Exercise material Block Start

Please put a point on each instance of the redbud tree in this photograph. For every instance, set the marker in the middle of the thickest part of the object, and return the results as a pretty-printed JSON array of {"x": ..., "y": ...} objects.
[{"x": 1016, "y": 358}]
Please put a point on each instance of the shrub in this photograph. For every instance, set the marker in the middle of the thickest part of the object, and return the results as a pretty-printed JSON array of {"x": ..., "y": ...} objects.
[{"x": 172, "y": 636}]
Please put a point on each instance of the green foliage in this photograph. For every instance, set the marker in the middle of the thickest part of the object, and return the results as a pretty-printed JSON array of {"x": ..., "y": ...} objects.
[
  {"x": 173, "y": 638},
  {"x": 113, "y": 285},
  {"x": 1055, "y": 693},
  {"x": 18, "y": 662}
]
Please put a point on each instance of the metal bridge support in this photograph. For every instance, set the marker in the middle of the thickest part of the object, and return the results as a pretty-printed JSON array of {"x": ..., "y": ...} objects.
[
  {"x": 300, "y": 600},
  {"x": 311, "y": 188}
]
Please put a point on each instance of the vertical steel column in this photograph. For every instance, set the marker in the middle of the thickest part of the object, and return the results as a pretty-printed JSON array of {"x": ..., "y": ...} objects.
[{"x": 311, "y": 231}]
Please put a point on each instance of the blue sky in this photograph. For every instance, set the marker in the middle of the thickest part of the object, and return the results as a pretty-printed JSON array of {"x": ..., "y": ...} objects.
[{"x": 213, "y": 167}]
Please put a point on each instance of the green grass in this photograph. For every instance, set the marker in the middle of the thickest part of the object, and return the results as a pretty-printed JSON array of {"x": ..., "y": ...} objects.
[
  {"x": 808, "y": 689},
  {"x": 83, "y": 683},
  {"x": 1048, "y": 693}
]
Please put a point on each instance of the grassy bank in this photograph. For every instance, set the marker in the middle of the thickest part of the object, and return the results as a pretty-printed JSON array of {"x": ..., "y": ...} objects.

Exercise material Block End

Requirement:
Nothing is to be left out; every record above must be repeated exactly.

Answer section:
Please put a point on each instance of the redbud tree in this photograph. For every instance, set the marker in the middle of the thickest part of the object, and return the results as a pretty-printed JSON array of {"x": ..., "y": ...} objects.
[{"x": 1016, "y": 358}]
Please put a point on each instance of the shrub in this photograph. For every instance, set the marker in the middle of the thickest part of the object, and return the results as a pretty-printed JSON array of {"x": ..., "y": ...} objects.
[{"x": 172, "y": 636}]
Please put a point on each instance of the green foliage in this photograph. For every instance, set the marker in the middle of the thickest part of the object, and return the results as a pretty-printed JSON array of {"x": ..., "y": ...} objects.
[
  {"x": 173, "y": 638},
  {"x": 113, "y": 285},
  {"x": 1055, "y": 693},
  {"x": 18, "y": 662}
]
Please put a point on each instance of the metal bridge support in this photograph. For every instance, set the marker in the middle of the thickest part of the object, and return the results as a pretty-printed JSON array of {"x": ..., "y": ...} objects.
[
  {"x": 300, "y": 600},
  {"x": 311, "y": 188}
]
Please put a point on each instance of the vertical steel column in this photograph. For every instance, set the marker in the middle of the thickest part of the object, and return the results as a pretty-printed JSON array of {"x": ..., "y": ...} objects.
[{"x": 311, "y": 231}]
Please put a point on each instance of the blue sky in this photograph. For every instance, set the marker in the middle of the thickest part of the object, and return the results as a pretty-printed JSON array of {"x": ..., "y": ...} objects.
[{"x": 213, "y": 167}]
Please put a point on each instance of the green grass in this photograph. For every instance, set the marker in the middle of the thickest part of the object, and return the results as a pretty-printed JSON array of {"x": ..., "y": ...} objects.
[
  {"x": 808, "y": 689},
  {"x": 83, "y": 683},
  {"x": 1048, "y": 693}
]
Please put a point on each instance of the grassy bank in this photograph. For every instance, set the marker in the middle of the thickest part of the object, and return the results as a pretty-printed JSON array of {"x": ..., "y": ...} objects.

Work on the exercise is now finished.